[Records from a point labeling set]
** BEGIN **

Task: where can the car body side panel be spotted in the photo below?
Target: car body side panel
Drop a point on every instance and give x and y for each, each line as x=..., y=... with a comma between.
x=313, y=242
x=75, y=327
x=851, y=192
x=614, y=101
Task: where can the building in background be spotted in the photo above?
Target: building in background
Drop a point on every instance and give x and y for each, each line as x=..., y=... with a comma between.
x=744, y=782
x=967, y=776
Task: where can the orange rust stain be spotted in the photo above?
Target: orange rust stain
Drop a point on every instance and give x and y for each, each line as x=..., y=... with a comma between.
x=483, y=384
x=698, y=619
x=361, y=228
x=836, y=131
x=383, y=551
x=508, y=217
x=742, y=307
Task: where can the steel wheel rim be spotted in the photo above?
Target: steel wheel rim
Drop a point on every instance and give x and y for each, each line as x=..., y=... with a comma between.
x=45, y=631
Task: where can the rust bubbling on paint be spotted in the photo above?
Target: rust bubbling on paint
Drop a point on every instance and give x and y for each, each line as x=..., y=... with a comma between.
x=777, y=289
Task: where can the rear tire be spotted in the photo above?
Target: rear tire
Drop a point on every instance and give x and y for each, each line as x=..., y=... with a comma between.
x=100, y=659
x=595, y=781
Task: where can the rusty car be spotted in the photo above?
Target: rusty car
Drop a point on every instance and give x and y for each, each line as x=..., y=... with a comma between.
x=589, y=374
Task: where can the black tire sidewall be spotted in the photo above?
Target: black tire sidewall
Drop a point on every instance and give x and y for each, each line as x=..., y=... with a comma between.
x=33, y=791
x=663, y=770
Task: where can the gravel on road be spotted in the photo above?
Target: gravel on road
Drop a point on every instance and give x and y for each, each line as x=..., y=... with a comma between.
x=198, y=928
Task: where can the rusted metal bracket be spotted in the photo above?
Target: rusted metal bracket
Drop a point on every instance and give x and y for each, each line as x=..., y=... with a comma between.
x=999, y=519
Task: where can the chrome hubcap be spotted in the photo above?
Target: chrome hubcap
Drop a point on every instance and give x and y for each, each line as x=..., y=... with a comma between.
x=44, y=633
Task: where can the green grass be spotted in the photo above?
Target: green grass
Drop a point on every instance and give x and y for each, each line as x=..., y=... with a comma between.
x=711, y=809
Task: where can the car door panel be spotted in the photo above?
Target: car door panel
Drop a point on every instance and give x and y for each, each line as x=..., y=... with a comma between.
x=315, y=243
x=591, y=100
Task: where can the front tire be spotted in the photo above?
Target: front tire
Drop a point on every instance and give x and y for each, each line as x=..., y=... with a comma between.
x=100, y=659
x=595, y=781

** END **

• _WHAT YOU SHOULD DO_
Rewrite every line of the entries above as a numbered list, leaving out any blank lines.

• _OUTPUT OF THE TASK_
1. Task: where can the car body side panel be spotted in the photo below?
2. Target: car body side panel
3. Drop a point on every instance and give x and y for each, each line as x=..., y=... with a comma between.
4. x=313, y=242
5. x=75, y=327
6. x=851, y=192
7. x=614, y=101
8. Task: where can the building in background be spotted in the photo above?
9. Target: building in background
10. Drop a point on every instance and give x and y for each, each line as x=..., y=... with a comma between.
11. x=744, y=782
12. x=967, y=776
13. Task: where can the orange rust stain be spotted in the photo above?
14. Target: orange rust stain
15. Drop a point on every instance and give x and y for each, each line as x=..., y=... with a comma between.
16. x=483, y=384
17. x=698, y=619
18. x=361, y=228
19. x=836, y=131
20. x=383, y=551
21. x=508, y=217
22. x=742, y=307
23. Task: where can the steel wheel rim be spotted in the photo above?
24. Target: steel wheel rim
25. Drop a point on every instance and give x and y for each, each line as x=..., y=... with a comma between.
26. x=45, y=631
27. Task: where can the rust bubbling on paint be spotted in the photo above?
28. Target: rust bubbling on paint
29. Drop a point on every instance and give x and y for each, each line as x=..., y=... with a comma between.
30. x=777, y=289
31. Task: where can the rear tire be spotted in the photo above?
32. Target: rear tire
33. Drop a point on every instance and give x and y for each, each line as x=..., y=... with a comma between.
34. x=100, y=659
35. x=595, y=781
36. Task: where can the rusty car be spotted in the photo above?
37. Target: rusty car
38. Drop a point on every instance and give x and y for each, each line as x=..., y=... with a comma between.
39. x=589, y=374
40. Task: where can the black tire sidewall be spotted in the photo above?
41. Target: black tire sidewall
42. Drop a point on every instance and give x and y for each, each line as x=..., y=... with a comma between.
43. x=33, y=791
44. x=663, y=770
45. Task: where can the gravel on road be spotted in the photo above?
46. Target: gravel on road
47. Drop a point on every instance and give x and y for each, each line as x=..., y=... with a comma between.
48. x=198, y=928
49. Task: where can the rusted metal bracket be spotted in the photo above?
50. Target: rusted metal bracket
51. Drop a point on every instance and give x and y for each, each line as x=..., y=... with a comma between.
52. x=999, y=519
53. Task: where can the chrome hubcap be spotted in the photo above?
54. Target: chrome hubcap
55. Drop a point on every instance and give x and y for each, each line as x=..., y=... with a comma between.
56. x=44, y=633
57. Task: where can the green grass be spotted in the photo above?
58. Target: green grass
59. Drop a point on every instance and give x and y for each, each line as x=..., y=... with a comma between.
60. x=711, y=809
61. Task: where can the car door panel be spotted in the photo above?
62. Target: car door panel
63. Drop a point on every instance and give x and y for each, each line as x=..., y=... with a comma between.
64. x=315, y=243
65. x=591, y=100
66. Task: where can the front tire be spotted in the photo above?
67. Target: front tire
68. Drop a point on every instance and give x and y for each, each line as x=..., y=... with a comma between.
69. x=100, y=659
70. x=595, y=781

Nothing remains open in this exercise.